• SUPPLIED DATA
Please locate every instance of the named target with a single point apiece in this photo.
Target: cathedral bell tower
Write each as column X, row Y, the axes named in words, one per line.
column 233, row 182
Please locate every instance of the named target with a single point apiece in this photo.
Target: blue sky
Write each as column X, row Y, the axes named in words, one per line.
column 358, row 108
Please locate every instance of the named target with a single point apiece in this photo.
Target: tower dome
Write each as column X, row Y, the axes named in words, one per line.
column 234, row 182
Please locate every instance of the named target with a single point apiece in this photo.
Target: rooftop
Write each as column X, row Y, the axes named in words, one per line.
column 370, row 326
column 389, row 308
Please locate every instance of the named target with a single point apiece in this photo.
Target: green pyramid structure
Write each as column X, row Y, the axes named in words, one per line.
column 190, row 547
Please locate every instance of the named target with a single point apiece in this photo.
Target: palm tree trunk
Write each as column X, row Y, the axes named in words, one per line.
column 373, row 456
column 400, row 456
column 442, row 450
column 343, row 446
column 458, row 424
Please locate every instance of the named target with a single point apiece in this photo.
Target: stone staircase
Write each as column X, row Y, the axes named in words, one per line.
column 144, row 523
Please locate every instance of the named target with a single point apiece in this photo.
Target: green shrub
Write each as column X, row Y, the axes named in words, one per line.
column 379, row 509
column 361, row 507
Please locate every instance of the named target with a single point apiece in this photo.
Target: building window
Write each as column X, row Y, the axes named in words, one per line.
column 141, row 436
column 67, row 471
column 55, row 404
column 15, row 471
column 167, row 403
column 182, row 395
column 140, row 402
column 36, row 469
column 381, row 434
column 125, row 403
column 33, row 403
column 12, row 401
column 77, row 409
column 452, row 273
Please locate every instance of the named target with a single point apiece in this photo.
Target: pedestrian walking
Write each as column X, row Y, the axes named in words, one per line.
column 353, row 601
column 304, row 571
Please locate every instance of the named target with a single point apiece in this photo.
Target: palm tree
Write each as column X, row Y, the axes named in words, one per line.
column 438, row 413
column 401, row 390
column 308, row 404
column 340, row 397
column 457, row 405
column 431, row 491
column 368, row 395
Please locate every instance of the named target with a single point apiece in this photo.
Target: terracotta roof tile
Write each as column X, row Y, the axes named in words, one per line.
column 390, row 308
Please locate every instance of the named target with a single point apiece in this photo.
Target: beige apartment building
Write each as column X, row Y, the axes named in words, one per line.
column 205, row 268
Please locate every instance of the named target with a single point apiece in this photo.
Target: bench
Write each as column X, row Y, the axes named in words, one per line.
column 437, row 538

• WORK ORDER
Copy back the listing above exactly, but only from the line with "Target: palm tree trunk" through the line with "Target: green shrub", both ends included.

• RESULT
Target: palm tree trunk
Write each as column X, row Y, the axes named in words, one per line.
column 373, row 456
column 400, row 456
column 442, row 450
column 343, row 446
column 458, row 424
Please locate every instance of the named target with a single point apiece in this photo.
Target: stone staircase
Write each as column X, row Y, the axes named in words, one per line.
column 144, row 523
Please locate every instance of the named target with a single point apiece in this photo.
Target: green shrub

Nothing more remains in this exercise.